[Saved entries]
============
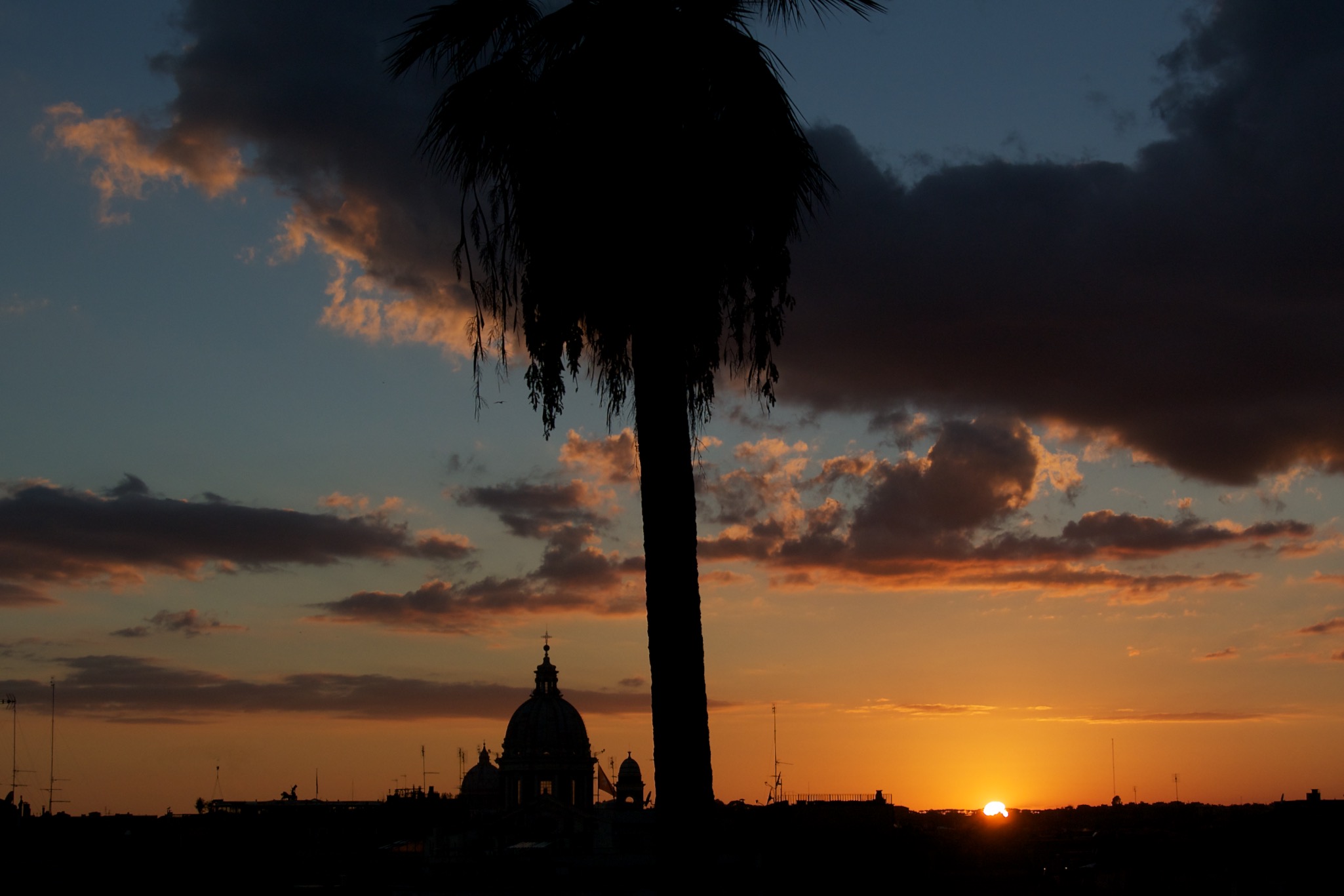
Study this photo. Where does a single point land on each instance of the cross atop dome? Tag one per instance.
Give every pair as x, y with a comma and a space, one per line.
547, 676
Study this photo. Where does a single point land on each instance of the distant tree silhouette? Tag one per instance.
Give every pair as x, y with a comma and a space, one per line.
632, 172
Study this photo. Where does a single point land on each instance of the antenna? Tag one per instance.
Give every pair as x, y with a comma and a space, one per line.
51, 785
777, 785
10, 700
424, 789
1115, 792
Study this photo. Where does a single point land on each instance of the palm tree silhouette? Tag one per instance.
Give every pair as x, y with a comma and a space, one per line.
632, 172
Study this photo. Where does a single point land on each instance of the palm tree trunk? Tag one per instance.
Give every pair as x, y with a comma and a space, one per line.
683, 777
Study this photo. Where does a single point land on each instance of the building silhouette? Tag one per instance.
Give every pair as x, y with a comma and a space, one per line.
546, 749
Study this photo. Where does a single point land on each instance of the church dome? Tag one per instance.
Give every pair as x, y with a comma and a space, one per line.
546, 727
629, 771
483, 778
============
Your copy of the data above should match it exactly, apart from the images.

Study this photo. Where does a single point land on each instance of the cross atop dome? Tag one per instance.
Give every pair as x, y with a comma and a space, one per line.
547, 676
Study this photo. Where does a single point land on each instance of the distant tree silhouette? Tag one per instance.
Give every pair as x, y with a comma and a space, one per line.
632, 172
Study this photo. Where does a single point land on each instance of the antenna? Tag one per instance.
Give every pair as x, y with a comma and a space, one per line.
51, 785
777, 785
10, 700
424, 789
1115, 792
Study this photo. Where does a single point land on each instance of the palm tree silhouette? Tag one per instance.
Give every pair as x, y with a comma and a space, one per line.
632, 172
Study this photo. Where does a single point land on each instance of the palm tree trunk? Tag one per instance.
Give every pair as x, y with a comma and a space, one per line.
683, 777
Study this photo. Where does a single point land on each instance of the building silhouette? Tag one per instance.
Give every pair as x, y with a comma and a space, one per line.
546, 749
Study this photo. Where does a single point land on each instance of the church dome? Tag one per instance.
Give every pair as x, y with a comma and a space, one per line.
546, 727
629, 771
483, 778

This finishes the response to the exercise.